Extracted data entries
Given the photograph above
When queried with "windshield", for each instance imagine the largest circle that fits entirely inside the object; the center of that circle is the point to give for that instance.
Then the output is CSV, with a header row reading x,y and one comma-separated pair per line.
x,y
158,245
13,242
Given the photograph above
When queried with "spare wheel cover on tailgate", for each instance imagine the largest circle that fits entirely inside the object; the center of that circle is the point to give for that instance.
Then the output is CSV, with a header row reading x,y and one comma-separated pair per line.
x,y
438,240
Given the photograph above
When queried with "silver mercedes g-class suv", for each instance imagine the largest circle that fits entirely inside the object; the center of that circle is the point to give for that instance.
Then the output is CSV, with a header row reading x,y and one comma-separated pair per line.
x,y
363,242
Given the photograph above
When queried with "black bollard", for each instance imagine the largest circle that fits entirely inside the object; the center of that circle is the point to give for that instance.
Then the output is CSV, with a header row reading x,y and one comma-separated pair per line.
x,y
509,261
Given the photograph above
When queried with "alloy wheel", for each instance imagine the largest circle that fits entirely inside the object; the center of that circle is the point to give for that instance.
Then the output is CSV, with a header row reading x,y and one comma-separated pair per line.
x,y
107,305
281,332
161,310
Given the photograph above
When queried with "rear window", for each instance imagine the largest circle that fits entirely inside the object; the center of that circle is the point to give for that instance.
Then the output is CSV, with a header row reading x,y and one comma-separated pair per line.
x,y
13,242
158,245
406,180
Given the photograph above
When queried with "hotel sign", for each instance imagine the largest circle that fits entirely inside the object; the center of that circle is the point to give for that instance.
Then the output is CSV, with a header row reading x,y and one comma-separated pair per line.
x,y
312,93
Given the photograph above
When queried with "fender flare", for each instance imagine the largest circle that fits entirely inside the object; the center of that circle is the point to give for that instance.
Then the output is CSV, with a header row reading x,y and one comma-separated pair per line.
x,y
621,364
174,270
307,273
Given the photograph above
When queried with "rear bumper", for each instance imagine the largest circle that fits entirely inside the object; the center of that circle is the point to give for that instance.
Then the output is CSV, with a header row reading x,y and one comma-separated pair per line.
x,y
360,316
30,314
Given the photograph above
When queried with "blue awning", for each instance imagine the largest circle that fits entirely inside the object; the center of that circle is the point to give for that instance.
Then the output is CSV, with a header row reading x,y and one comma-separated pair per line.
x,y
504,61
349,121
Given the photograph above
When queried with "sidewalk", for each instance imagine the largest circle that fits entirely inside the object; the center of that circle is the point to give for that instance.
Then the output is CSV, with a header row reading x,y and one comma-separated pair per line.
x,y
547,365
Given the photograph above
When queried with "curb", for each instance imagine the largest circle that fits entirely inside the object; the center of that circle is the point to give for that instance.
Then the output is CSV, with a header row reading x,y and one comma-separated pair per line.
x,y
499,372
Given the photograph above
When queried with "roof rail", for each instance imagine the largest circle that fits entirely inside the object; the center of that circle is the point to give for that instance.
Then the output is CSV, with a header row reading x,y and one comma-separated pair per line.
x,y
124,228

→ Assignment:
Output all of the records exactly, with nothing omitted.

→ Final answer:
Given the photograph above
When queried with "windshield", for each instance imagine the largest circle that fits entirely inside the object; the center of that circle is the point to give for that instance.
Then the output is CSV, with a header row reading x,y and one comma-separated pair per line.
x,y
158,245
13,242
Given the photograph above
When queried with "spare wheel cover on tailgate", for each instance imagine the largest circle that fits entirely inside the object; the center of that circle is the point to give for that instance.
Then the output is CSV, with a header row reading x,y and one comma-separated pair per line.
x,y
438,240
Given the photograph above
When queried with "silver mercedes g-class suv", for each instance imagine the largest circle that fits entirely inside the object; the center of that circle is the point to give for that instance.
Then the output is CSV, with a header row reading x,y and one comma-separated pair per line.
x,y
363,242
Given the photograph above
When queried with "black bollard", for each instance imagine the largest circle that fits entirely inside the object; the center of that circle is the point to give for that instance.
Then the output is CSV, with a header row reading x,y and one comma-separated pair per line.
x,y
509,261
Given the photograph above
When queried with "alloy wheel", for each instance imagine the largest circle that fits entirely inside the object; the center of that circle is the point to give for that instance.
Then the output is CSV, with a header row reading x,y and one comma-separated pair per line.
x,y
107,305
281,332
161,310
Given the photograph above
When queried with "rear window", for each instance imagine the largest circle that fits entirely inside the object; the center of that circle is the point to give for that instance.
Then the output is CSV, with a header row reading x,y and one comma-separated pair per line.
x,y
13,242
158,245
406,180
Given the photograph above
When queried with "hotel sign", for each instance imagine the largest circle that fits entirely inside the object; the center of that circle is the point to give for that instance.
Then the output is CSV, with a header row reading x,y and one comma-separated pair per line.
x,y
312,93
Given the photograph above
When queried with "fender flare", for each instance imagine the largest circle that fits entirely inside the object; the center of that circle is the point to give for that instance.
Then the output is CSV, with a header row reading x,y and one comma-separated pair per line.
x,y
621,364
174,270
307,273
Given the photograph above
When queried with "rear bumper", for each instance imagine the largest circle that fits entirely inside the object; the center of that circle is the point to give for that instance.
Then the output is CSV, with a header row reading x,y and one comma-separated pair per line.
x,y
360,316
30,314
Given the photograph above
When queried with "blue awning", for each instance imagine the largest circle that fits entirely inside the object; the center of that circle is the point to give for that instance.
Then the output is CSV, with a header row reading x,y and one comma-separated pair per line.
x,y
504,61
349,121
Given the photograph above
When queried with "sidewalk", for each instance imagine the largest circle that fits entirely inside the object; the center of that circle is the point to give for that instance.
Then the output is CSV, with a header row reading x,y and one comma-separated pair per line.
x,y
547,365
Given the photograph above
When queried with "curb", for each instance imagine the largest circle that fits entirely inside the object; the center of that circle is the point to give for that instance.
Then the output is CSV, with a header row reading x,y and one comma-separated pair per line.
x,y
499,372
Given the photograph above
When queried with "roof rail", for each instance imagine the largest circle that fits entirely inside the object; the center of that circle is the point to give for that instance.
Then the output is CSV, with a header row reading x,y and one comma-separated pair per line.
x,y
124,228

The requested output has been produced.